Brief - Print the line that contains "the duck's yellow" and every line after it through the last line of the records below, exactly as written and nothing else.
Records section start
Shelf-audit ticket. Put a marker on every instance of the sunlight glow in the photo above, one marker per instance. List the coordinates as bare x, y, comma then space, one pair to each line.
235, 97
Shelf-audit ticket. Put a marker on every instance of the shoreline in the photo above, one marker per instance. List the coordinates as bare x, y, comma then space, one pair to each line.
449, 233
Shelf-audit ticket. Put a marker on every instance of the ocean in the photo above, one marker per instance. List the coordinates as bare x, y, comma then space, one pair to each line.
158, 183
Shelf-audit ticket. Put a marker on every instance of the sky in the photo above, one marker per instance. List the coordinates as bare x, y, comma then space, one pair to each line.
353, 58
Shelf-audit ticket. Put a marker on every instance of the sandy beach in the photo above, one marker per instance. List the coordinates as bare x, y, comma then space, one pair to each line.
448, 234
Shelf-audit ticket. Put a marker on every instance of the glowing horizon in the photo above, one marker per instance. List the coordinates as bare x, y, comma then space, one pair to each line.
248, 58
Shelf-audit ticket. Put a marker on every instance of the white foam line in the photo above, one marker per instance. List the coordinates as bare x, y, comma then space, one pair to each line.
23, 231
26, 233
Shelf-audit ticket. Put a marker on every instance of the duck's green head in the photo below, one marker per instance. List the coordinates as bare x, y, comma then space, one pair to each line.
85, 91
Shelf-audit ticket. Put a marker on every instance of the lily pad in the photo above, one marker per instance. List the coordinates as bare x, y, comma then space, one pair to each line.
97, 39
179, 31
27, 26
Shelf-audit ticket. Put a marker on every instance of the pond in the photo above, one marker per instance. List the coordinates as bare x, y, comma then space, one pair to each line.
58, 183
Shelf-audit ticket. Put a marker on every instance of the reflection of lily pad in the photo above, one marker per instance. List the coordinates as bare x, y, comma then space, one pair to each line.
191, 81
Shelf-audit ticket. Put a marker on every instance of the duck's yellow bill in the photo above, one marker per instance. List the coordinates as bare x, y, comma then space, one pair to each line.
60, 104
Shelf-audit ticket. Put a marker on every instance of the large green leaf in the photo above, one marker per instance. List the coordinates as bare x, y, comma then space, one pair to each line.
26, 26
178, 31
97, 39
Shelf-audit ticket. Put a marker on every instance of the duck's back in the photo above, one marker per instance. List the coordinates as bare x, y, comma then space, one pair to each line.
Records section end
Task result -
Shelf-audit ticket. Put a marker on every instance of the duck's yellow bill in the photo above, one marker per instance. List the coordinates as bare x, y, comma then space, one pair to each line.
60, 104
Shelf-audit ticket. Put a marker on every instance of the large green leaf in the photo above, one marker per instance. List the coordinates as bare x, y, comma then space, one pair to each line.
26, 26
178, 31
97, 39
Shelf-audit ticket. Put a marker on every instance of the duck's back in the photo above, one marker per instance. List the coordinates as bare x, y, comma then space, one pair to each line.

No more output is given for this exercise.